Exact copies of the lines from the one with "hey — spot the red banner" through the last line of the entries, and no pictures, make up the answer.

Content starts

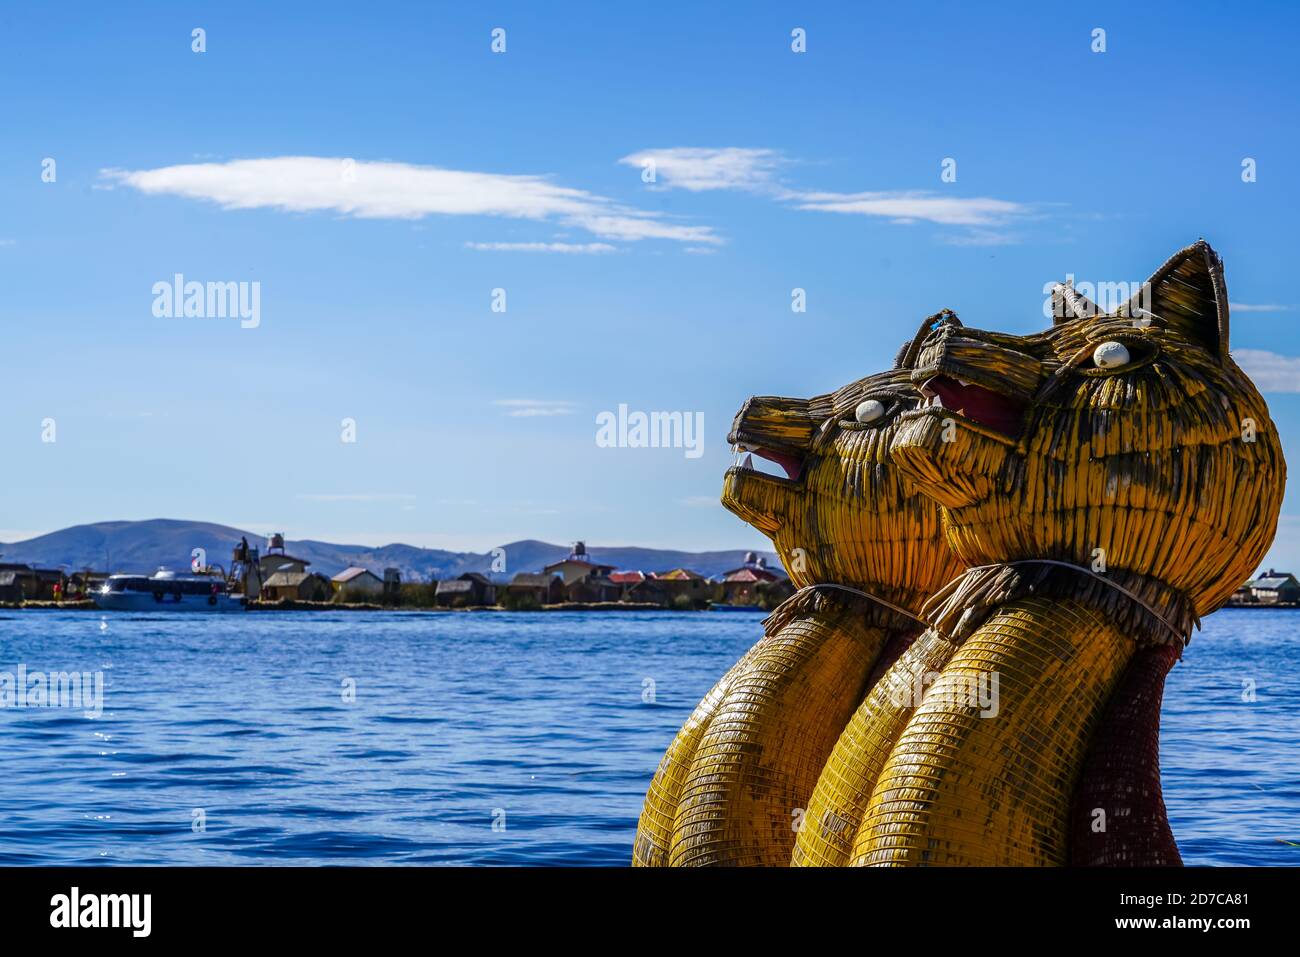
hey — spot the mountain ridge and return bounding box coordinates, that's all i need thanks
[0,519,783,583]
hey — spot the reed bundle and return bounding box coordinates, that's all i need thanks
[634,363,963,866]
[632,643,762,867]
[855,595,1131,866]
[790,627,958,866]
[670,589,889,866]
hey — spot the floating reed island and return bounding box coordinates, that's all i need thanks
[1,539,795,612]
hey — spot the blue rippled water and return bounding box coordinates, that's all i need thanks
[0,608,1295,866]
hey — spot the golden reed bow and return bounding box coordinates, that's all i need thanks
[637,240,1285,866]
[633,358,963,866]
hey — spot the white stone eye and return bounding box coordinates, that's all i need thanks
[855,399,886,424]
[1092,340,1131,369]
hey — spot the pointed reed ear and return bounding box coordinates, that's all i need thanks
[1117,240,1229,356]
[896,310,960,369]
[1050,282,1099,324]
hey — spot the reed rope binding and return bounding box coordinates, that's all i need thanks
[969,560,1191,646]
[781,582,930,630]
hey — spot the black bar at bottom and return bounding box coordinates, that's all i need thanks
[0,865,1288,942]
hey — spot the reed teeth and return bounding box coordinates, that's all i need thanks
[742,453,755,470]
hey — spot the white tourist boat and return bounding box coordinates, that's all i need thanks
[94,568,246,612]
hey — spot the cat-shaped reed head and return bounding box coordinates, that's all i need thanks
[889,241,1285,615]
[723,353,963,613]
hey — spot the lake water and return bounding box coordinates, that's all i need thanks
[0,608,1295,866]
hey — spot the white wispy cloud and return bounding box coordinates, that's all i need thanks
[1231,303,1296,313]
[493,399,577,417]
[620,146,1035,242]
[1233,349,1300,392]
[789,190,1029,226]
[465,241,617,254]
[618,147,783,192]
[563,214,721,244]
[100,157,721,245]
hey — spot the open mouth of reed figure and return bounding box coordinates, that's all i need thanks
[917,375,1027,439]
[728,442,805,483]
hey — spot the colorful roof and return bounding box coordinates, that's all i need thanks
[654,568,706,581]
[723,567,778,583]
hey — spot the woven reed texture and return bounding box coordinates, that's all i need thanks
[722,366,964,609]
[923,561,1197,650]
[877,241,1284,866]
[669,593,888,865]
[892,241,1285,619]
[632,641,762,866]
[853,596,1132,866]
[790,628,957,866]
[1069,642,1182,866]
[642,242,1280,867]
[631,361,964,866]
[864,628,919,691]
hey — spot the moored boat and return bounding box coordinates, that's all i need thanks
[94,568,245,612]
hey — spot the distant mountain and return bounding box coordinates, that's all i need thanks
[441,540,785,583]
[0,519,784,583]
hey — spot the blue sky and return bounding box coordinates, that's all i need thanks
[2,2,1299,567]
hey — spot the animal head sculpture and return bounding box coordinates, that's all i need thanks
[722,351,964,612]
[889,240,1286,617]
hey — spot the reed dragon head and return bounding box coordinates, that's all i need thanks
[889,240,1286,616]
[721,344,964,612]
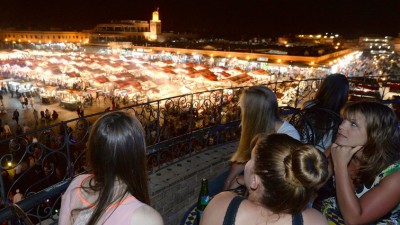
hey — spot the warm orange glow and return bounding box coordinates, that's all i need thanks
[152,9,160,22]
[277,59,282,63]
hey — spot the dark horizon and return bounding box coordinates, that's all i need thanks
[0,0,399,39]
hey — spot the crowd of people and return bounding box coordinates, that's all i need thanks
[335,52,400,77]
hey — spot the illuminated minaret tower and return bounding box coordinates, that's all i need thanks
[150,8,161,41]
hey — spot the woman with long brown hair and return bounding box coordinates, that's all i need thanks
[59,111,163,225]
[322,101,400,224]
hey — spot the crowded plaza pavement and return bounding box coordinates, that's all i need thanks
[0,91,110,140]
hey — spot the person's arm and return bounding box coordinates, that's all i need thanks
[59,177,83,225]
[131,204,164,225]
[59,190,72,225]
[200,191,236,225]
[223,163,245,190]
[331,144,400,224]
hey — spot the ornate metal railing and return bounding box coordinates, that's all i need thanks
[0,76,399,224]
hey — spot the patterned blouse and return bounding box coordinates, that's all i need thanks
[321,161,400,225]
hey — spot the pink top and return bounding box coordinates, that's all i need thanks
[59,174,144,225]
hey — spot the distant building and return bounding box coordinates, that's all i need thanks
[358,36,395,53]
[278,33,344,46]
[0,30,90,45]
[0,8,196,47]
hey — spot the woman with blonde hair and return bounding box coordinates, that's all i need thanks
[202,133,329,225]
[224,85,299,190]
[59,111,163,225]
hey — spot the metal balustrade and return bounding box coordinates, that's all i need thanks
[0,76,399,224]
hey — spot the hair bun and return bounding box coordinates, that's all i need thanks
[284,146,328,189]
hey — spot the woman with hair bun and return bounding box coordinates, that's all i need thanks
[201,133,329,225]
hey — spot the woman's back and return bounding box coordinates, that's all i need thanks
[200,192,328,225]
[59,112,163,225]
[60,174,163,225]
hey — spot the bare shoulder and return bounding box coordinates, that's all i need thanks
[131,204,164,225]
[211,191,238,203]
[205,191,238,214]
[201,192,238,225]
[302,208,329,225]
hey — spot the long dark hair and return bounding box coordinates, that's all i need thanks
[300,74,349,149]
[306,73,349,114]
[341,101,400,187]
[84,111,149,225]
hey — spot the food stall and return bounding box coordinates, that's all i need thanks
[8,80,35,97]
[39,86,58,104]
[59,90,81,111]
[60,98,81,111]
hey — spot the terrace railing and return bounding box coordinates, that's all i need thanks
[0,76,399,224]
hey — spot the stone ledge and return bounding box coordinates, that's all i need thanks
[148,141,237,225]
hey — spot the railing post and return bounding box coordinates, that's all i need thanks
[156,99,161,145]
[189,93,194,154]
[294,80,301,108]
[217,89,224,144]
[63,121,74,179]
[0,169,6,213]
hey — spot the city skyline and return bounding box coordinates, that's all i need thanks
[0,0,399,38]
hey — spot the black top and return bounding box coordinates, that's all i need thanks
[222,196,304,225]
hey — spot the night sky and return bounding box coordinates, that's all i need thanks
[0,0,399,38]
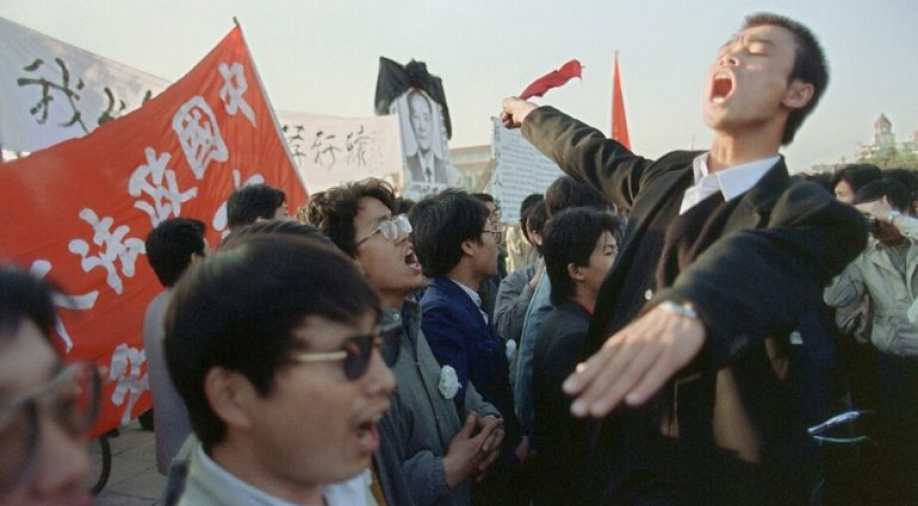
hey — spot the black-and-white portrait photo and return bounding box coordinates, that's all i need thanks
[392,88,450,186]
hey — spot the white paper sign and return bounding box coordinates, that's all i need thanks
[277,111,403,193]
[0,16,169,153]
[488,118,563,224]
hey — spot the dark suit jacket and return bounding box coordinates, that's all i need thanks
[532,302,592,506]
[521,107,867,505]
[421,278,518,432]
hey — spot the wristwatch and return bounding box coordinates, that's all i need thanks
[656,300,699,321]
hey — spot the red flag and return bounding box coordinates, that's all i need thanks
[611,52,631,150]
[519,59,582,100]
[0,26,307,435]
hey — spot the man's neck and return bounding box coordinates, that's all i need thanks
[210,442,325,506]
[379,290,411,311]
[707,126,782,173]
[570,287,596,315]
[448,262,484,293]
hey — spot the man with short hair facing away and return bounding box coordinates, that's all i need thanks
[314,179,504,506]
[226,183,290,231]
[143,218,207,476]
[164,235,397,506]
[502,12,866,504]
[0,266,99,506]
[530,208,621,506]
[410,190,524,504]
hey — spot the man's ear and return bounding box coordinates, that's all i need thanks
[567,262,586,282]
[460,238,478,257]
[203,367,257,434]
[782,80,815,110]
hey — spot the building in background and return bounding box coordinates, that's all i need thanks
[450,144,494,193]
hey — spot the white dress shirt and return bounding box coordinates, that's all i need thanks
[451,278,490,325]
[196,445,375,506]
[679,153,780,215]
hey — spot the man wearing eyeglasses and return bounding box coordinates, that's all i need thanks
[315,179,504,506]
[0,266,99,506]
[164,235,397,506]
[410,189,526,505]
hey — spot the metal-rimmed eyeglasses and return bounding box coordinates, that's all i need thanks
[355,214,413,247]
[0,361,101,493]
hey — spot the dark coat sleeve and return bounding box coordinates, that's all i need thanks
[520,106,656,212]
[653,182,868,368]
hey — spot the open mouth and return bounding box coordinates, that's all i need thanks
[355,416,381,453]
[404,249,422,273]
[710,74,734,104]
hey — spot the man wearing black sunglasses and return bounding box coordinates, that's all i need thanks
[316,178,504,506]
[165,235,396,506]
[0,265,99,506]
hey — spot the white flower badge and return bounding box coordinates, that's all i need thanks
[438,365,460,400]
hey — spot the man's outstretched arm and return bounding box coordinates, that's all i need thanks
[563,182,868,417]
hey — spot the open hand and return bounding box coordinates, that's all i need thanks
[562,304,706,418]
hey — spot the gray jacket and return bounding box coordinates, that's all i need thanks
[825,214,918,356]
[494,262,538,344]
[377,300,499,506]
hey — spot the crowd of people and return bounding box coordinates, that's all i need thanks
[2,11,917,506]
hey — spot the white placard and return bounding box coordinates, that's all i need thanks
[488,118,563,223]
[277,111,404,193]
[0,16,169,153]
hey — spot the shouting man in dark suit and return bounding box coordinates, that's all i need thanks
[501,12,867,506]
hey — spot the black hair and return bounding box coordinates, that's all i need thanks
[855,177,911,213]
[831,164,882,194]
[803,172,834,193]
[311,178,397,257]
[884,168,918,200]
[526,200,550,253]
[543,208,622,306]
[145,218,206,287]
[394,197,417,215]
[226,184,287,229]
[0,265,57,339]
[164,235,380,452]
[545,176,608,217]
[742,13,829,145]
[303,191,327,226]
[409,189,490,278]
[519,194,544,242]
[222,219,333,249]
[471,193,493,203]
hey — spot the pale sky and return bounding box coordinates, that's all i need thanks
[2,0,916,172]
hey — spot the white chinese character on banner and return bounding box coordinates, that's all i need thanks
[68,209,146,295]
[128,147,199,227]
[29,259,98,353]
[109,343,149,425]
[218,62,256,127]
[212,169,265,238]
[172,96,229,180]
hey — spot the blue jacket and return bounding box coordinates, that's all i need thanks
[421,277,517,432]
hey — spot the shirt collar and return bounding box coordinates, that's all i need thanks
[196,445,302,506]
[450,278,483,309]
[195,446,367,506]
[692,152,781,202]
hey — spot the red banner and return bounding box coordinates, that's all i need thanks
[0,26,307,434]
[611,53,631,150]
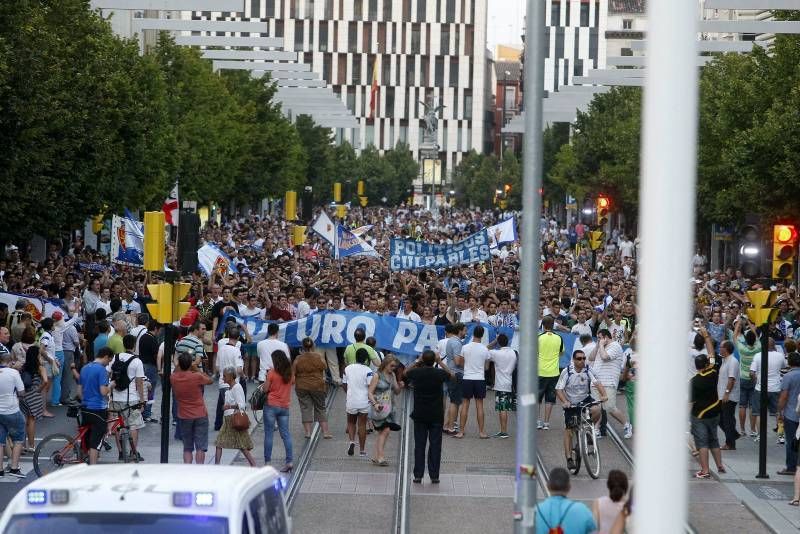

Content ends

◆ Your solution
hey — spot the red banner and return bounding box coordinates, that's all i need thanks
[0,26,307,434]
[611,53,631,150]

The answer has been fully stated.